======== Data to use ========

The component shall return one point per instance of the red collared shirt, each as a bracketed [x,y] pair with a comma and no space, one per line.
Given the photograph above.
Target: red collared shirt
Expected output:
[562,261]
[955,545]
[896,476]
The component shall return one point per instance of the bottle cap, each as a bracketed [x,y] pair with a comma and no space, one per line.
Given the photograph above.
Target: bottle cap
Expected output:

========

What is needed is each line from the records with the word "space" in it.

Exercise result
The component shall return one point per instance of the red collared shirt, each as a bracketed [x,y] pair with a comma and no space, one per line.
The component shall return one point per instance of the bottle cap, each as a bracketed [x,y] pair with a comma and no space, one per line.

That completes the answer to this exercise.